(Excerpt):
In America, eight episodes from the series were broadcast as four made-for-television films consisting of twinned episodes along with new segment introduction footage provided by actors Patrick McGoohan, Sebastian Cabot and Joan Crawford serving as hosts:

| Title | Host | Segments | Original airdate |
|---|---|---|---|
| Journey into Darkness | Patrick McGoohan | "The New People" / "Paper Dolls" | 1969 |
| Journey to Murder | Joan Crawford | "Do Me a Favor and Kill Me" / "The Killing Bottle" | January 30, 1971 |
| Journey to Midnight | Sebastian Cabot | "Poor Butterfly" / "The Indian Spirit Guide" | October 31, 1971 |
| Journey to the Unknown | Joan Crawford | "Matakitas is Coming" / "The Last Visitor" | February 11, 1973 |

==Opening title sequence==
The series had a memorable whistled theme tune composed by Harry Robinson of Hammer Film Productions, and a creepy title sequence that featured a roller coaster filmed at night at a deserted amusement park (Battersea Park Fun Fair in the London Borough of Wandsworth, London).

(Supplied data):
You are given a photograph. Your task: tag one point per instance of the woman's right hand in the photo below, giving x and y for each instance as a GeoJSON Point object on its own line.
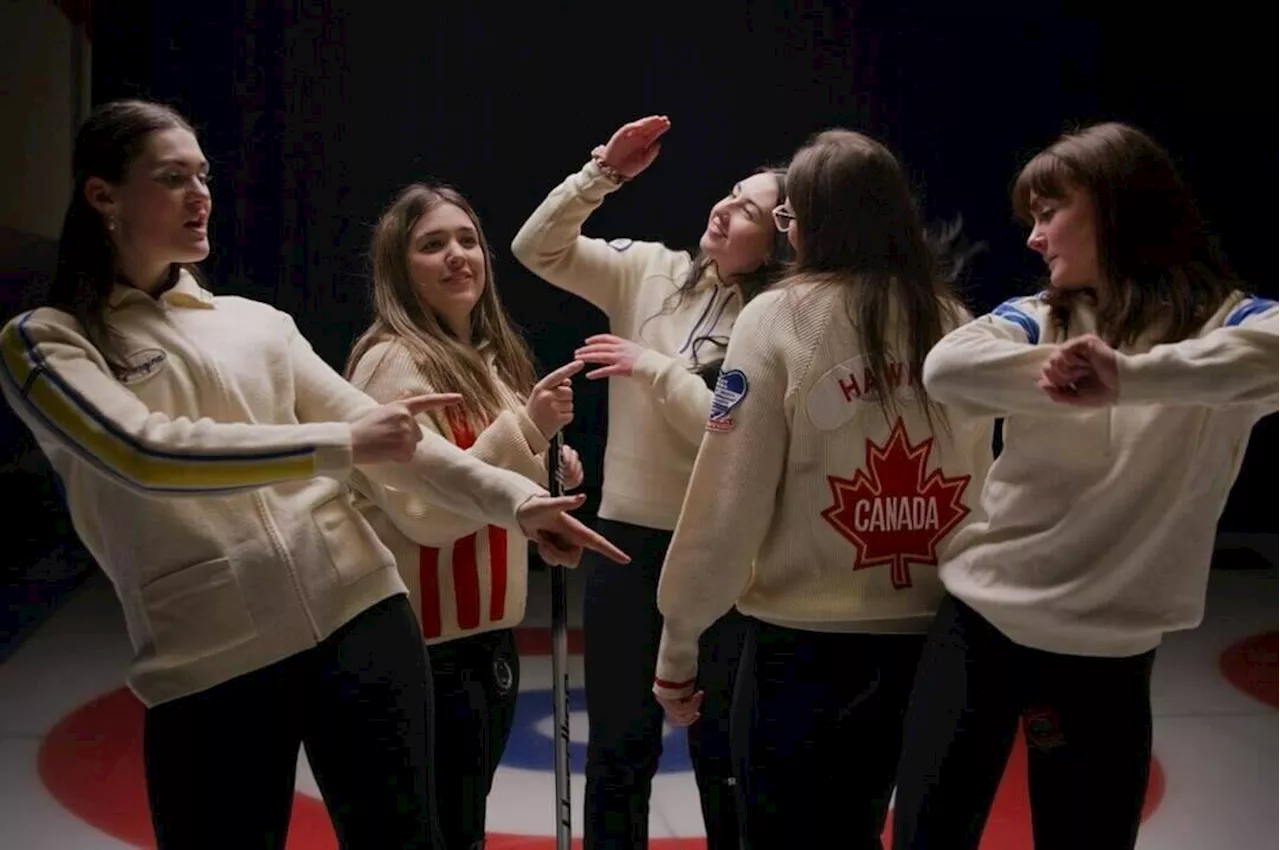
{"type": "Point", "coordinates": [391, 432]}
{"type": "Point", "coordinates": [551, 402]}
{"type": "Point", "coordinates": [634, 146]}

(Task instructions):
1. Using the excerpt on the television series, explain in one to three sentences why the eight episodes aired in America as only four films.
2. According to the excerpt on the television series, what are the titles of the made-for-television films?
3. Continue the excerpt on the television series from the point where it ends.

(Exercise responses):
1. Each made-for-television film consisted of two twinned episodes, so the eight episodes made four films. Newly filmed introductions by a host were added to each film.

2.
Journey into Darkness
Journey to Murder
Journey to Midnight
Journey to the Unknown

3.
==Episodes==

| No. | Title | Directed by | Written by | Original release date |
| 1 | "Eve" | Robert Stevens | Paul Wheeler, Michael Ashe | September 26, 1968 |
A shy sales clerk (Dennis Waterman) falls in love with a mannequin (Carol Lynley) in his department store. Based on the short story "Special Delivery" by John Collier.
| 2 | "Jane Brown's Body" | Alan Gibson | Anthony Skene | October 3, 1968 |
A woman (Stefanie Powers) attempts suicide, but is rescued; she has amnesia, and has to recall everything gradually. Based on a story by Cornell Woolrich.
| 3 | "The Indian Spirit Guide" | Roy Ward Baker | Robert Bloch | October 10, 1968 |
A widow (Julie Harris) hopes to get in touch with her dead husband, but knows most people claiming to be spiritualist mediums are fakes; she hires a detective (Tom Adams) to help her weed out the phonies. He sets up some scenarios to make it appear that he's identifying fakes, so that she'll keep paying him. Based on a story by Robert Bloch.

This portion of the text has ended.